EXERCISE:
Which lines in the records below contain the string "trousers"? Gather every such line and copy it in full, matching case exactly.
# EXERCISE INPUT start
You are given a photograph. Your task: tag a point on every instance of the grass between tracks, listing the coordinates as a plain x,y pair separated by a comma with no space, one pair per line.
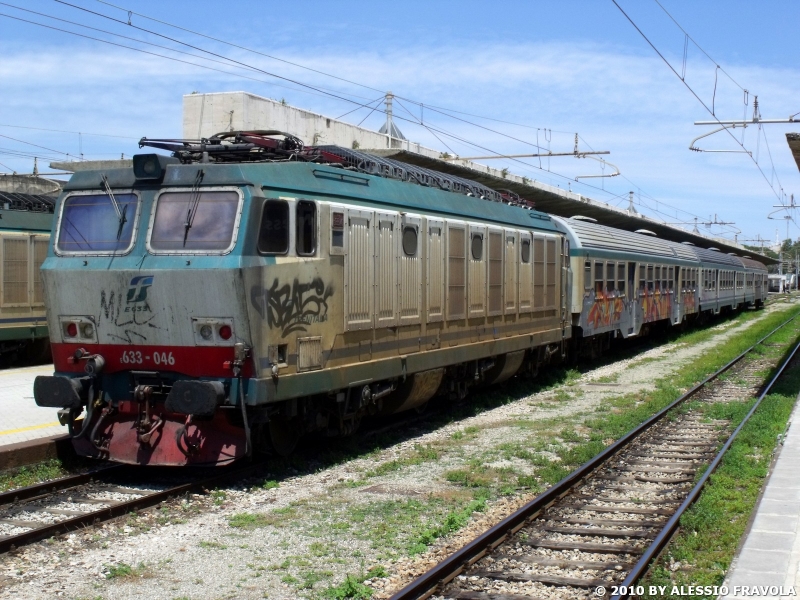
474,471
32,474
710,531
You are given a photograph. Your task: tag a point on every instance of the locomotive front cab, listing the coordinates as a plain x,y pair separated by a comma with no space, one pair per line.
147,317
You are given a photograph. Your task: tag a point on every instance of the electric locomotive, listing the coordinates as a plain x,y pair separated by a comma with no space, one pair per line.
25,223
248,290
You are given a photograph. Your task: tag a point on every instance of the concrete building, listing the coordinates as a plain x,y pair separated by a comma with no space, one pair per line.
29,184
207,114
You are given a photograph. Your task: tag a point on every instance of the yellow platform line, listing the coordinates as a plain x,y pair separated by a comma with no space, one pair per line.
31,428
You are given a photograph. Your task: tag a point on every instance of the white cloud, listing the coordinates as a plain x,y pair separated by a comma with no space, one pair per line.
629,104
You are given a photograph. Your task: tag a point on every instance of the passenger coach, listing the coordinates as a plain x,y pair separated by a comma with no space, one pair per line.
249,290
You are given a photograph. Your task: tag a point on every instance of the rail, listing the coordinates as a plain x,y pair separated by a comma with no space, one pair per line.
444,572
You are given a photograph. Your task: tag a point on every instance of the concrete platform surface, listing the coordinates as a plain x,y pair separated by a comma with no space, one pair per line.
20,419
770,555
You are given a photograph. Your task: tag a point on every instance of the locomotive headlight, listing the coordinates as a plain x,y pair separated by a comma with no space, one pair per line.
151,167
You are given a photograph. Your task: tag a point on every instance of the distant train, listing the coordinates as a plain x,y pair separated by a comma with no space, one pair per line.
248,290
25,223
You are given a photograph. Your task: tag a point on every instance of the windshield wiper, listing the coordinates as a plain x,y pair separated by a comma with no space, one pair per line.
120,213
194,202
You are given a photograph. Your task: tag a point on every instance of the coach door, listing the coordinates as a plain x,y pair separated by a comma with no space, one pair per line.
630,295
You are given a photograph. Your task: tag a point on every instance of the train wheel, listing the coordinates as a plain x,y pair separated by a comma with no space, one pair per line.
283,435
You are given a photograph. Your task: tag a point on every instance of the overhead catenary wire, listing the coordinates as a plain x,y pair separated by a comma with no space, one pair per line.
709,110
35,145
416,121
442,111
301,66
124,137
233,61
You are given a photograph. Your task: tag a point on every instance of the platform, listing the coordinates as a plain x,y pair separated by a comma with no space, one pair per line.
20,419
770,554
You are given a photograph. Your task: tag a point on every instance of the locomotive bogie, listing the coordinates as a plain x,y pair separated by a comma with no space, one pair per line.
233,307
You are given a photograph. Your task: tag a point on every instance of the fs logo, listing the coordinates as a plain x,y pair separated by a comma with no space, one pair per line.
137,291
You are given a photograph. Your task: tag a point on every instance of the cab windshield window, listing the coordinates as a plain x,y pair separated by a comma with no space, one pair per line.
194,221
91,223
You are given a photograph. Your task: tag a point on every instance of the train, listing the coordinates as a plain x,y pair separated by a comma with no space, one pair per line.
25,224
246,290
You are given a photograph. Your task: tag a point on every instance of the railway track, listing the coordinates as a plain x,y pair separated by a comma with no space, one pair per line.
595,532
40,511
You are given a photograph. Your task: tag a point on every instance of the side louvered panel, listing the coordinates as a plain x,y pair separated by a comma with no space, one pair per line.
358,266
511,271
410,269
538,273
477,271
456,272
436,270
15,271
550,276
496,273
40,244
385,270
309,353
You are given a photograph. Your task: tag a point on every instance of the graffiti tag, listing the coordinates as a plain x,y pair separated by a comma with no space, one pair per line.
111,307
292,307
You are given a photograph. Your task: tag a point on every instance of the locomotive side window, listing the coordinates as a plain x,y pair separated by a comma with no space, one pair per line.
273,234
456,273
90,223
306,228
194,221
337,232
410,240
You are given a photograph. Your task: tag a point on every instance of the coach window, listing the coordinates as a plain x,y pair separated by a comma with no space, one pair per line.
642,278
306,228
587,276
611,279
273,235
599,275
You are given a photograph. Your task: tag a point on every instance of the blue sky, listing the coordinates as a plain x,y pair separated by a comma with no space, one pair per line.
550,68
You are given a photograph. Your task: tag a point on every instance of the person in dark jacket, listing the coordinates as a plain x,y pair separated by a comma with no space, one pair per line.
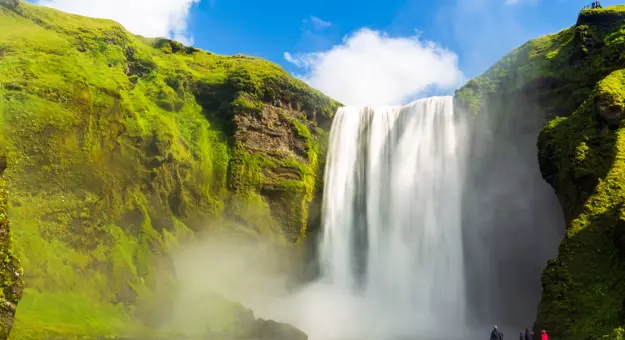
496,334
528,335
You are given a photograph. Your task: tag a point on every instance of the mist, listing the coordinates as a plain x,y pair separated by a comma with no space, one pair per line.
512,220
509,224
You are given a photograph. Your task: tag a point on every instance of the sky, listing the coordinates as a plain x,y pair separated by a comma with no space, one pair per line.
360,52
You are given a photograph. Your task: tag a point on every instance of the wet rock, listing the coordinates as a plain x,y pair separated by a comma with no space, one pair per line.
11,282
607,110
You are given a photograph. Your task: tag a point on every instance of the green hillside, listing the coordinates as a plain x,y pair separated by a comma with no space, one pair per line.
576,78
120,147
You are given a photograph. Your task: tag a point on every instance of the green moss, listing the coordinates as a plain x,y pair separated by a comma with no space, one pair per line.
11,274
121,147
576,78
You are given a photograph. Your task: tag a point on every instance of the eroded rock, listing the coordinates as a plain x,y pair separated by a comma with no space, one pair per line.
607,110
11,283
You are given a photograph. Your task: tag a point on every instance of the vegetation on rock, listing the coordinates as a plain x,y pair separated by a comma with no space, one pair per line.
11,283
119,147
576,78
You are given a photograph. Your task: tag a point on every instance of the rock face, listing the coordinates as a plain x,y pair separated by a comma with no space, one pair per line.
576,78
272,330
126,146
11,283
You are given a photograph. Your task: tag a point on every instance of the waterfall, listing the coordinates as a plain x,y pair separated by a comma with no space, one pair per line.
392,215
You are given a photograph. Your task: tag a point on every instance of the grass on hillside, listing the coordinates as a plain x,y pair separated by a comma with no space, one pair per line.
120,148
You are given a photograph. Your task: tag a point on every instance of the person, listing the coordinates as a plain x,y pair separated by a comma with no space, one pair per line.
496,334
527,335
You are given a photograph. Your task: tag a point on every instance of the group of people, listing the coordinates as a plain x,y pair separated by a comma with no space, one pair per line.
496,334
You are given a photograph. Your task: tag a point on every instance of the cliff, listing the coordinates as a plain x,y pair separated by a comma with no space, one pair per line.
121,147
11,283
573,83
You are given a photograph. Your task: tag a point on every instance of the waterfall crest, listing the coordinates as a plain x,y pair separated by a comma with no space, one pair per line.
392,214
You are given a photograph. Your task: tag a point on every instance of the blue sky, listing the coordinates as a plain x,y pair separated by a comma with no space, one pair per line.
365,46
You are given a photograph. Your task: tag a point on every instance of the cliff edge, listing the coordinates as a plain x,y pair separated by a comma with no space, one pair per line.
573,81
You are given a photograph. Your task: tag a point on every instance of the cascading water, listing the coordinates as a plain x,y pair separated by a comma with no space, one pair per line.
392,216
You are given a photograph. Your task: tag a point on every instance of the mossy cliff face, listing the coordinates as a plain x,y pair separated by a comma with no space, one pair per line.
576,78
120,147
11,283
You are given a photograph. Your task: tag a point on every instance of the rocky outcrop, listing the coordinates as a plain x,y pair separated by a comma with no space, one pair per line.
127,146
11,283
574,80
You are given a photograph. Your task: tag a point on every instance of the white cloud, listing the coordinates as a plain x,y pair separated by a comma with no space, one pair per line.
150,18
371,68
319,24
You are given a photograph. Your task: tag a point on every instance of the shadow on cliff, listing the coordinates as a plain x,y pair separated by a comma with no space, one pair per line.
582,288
# EXERCISE INPUT end
# EXERCISE INPUT start
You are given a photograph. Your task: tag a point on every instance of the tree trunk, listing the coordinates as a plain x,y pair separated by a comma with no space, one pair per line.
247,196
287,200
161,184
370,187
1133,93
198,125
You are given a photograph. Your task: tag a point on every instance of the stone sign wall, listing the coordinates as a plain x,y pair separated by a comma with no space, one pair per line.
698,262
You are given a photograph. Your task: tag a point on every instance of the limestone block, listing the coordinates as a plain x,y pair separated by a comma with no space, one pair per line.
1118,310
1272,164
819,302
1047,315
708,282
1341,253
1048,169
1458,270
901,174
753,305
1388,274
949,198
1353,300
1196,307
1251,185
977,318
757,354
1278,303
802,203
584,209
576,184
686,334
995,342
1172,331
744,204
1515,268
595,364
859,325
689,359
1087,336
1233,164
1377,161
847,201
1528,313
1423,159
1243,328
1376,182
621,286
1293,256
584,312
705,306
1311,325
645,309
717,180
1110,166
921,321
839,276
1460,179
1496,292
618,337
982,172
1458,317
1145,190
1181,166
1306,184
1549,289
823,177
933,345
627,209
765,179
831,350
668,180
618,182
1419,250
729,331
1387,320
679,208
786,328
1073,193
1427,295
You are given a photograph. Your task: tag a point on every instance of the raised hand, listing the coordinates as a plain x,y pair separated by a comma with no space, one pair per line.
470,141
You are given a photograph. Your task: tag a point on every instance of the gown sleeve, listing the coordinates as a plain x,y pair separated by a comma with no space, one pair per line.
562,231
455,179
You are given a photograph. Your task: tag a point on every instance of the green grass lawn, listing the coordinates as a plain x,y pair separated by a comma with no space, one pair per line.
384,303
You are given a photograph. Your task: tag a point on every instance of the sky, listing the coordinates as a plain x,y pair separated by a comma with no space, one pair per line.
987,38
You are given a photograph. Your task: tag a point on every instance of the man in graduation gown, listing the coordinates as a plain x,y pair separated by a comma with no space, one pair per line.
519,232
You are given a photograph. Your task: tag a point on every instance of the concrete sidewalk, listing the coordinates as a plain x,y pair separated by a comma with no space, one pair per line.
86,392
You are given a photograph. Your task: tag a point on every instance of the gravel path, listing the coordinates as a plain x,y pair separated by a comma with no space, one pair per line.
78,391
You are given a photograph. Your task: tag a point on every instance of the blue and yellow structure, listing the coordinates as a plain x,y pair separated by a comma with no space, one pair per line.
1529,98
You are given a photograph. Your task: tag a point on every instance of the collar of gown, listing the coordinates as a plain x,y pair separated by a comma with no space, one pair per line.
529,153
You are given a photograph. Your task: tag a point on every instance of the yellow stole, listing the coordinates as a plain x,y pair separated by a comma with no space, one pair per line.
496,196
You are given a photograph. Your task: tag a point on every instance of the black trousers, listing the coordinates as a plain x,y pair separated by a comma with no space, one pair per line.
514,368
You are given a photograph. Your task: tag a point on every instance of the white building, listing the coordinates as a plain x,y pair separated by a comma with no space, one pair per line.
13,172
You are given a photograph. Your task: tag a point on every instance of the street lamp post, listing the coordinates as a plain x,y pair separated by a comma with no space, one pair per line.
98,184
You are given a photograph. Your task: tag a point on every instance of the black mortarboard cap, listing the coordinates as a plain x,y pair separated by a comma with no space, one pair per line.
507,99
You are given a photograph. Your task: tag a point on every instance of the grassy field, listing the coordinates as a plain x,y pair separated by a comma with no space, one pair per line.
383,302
# EXERCISE INPUT end
# EXERCISE INPUT start
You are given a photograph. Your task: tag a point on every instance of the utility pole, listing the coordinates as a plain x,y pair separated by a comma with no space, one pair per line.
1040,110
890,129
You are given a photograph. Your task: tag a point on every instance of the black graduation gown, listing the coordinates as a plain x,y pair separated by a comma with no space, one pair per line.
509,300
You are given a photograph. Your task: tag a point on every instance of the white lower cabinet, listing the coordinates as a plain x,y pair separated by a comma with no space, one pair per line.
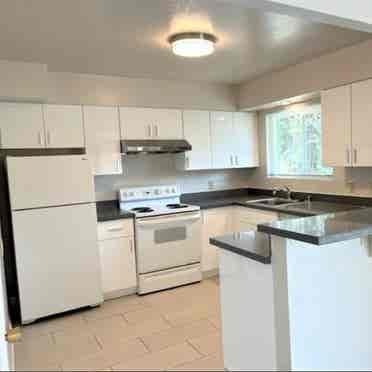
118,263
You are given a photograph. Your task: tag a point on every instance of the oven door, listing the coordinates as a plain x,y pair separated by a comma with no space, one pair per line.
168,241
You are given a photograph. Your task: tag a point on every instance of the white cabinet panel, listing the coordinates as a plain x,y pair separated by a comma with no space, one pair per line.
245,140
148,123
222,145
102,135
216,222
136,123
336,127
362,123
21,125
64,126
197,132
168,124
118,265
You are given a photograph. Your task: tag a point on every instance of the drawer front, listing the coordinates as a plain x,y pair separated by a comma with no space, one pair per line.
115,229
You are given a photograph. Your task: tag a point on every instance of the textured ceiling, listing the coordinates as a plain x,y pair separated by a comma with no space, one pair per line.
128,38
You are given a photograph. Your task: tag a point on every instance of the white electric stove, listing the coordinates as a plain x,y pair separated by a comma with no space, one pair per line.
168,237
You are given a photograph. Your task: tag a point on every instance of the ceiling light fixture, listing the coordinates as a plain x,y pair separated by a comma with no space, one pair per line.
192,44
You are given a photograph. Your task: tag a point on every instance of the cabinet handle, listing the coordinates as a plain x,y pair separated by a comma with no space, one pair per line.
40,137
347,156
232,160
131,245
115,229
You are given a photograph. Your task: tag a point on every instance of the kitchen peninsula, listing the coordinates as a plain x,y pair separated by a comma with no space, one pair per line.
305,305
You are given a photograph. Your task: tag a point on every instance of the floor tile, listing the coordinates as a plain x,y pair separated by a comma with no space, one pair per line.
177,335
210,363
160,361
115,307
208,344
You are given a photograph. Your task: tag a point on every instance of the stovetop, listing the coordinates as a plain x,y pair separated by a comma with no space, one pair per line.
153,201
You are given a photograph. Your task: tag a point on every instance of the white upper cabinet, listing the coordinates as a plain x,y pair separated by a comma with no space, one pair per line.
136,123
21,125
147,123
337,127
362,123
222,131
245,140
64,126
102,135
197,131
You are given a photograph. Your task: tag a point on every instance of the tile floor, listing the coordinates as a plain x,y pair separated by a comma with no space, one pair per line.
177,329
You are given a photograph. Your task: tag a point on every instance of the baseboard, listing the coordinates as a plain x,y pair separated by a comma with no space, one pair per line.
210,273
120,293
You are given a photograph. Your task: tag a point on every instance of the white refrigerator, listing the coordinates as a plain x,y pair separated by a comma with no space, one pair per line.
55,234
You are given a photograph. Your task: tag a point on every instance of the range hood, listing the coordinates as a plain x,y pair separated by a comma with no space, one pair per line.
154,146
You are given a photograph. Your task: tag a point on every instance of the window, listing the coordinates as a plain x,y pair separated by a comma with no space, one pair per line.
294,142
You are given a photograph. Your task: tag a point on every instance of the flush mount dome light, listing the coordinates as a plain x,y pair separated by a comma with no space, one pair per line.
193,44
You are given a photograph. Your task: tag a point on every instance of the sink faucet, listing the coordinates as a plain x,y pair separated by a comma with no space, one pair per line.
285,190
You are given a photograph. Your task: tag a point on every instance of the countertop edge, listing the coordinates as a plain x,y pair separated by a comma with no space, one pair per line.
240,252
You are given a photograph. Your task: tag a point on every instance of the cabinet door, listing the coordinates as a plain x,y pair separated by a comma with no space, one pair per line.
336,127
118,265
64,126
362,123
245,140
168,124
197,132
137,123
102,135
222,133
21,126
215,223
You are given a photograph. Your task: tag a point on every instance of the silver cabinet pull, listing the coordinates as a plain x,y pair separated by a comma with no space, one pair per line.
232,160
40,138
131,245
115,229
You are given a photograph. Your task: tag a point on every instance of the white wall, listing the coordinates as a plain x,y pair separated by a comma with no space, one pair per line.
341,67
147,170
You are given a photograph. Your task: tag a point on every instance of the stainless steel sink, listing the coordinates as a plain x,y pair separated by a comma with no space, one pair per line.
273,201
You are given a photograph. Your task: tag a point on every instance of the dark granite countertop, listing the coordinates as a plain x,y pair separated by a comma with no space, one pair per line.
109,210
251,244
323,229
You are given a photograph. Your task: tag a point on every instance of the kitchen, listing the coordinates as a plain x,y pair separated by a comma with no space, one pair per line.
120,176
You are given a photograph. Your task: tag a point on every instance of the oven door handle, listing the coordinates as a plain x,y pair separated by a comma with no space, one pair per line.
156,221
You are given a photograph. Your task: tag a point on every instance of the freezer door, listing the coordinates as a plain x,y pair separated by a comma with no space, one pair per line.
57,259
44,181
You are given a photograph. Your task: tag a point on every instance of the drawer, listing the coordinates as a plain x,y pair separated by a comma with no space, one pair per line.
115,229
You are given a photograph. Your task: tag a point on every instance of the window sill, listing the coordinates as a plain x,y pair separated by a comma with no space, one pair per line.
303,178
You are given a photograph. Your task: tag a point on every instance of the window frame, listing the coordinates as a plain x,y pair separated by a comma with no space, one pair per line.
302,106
# EXERCISE INPUT end
CORRECT ANSWER:
You are given a photograph. Your task: tag a point on every instance of the black trousers, listing the coordinates as a plain x,y pair separated by a comma with no space, one pair per line.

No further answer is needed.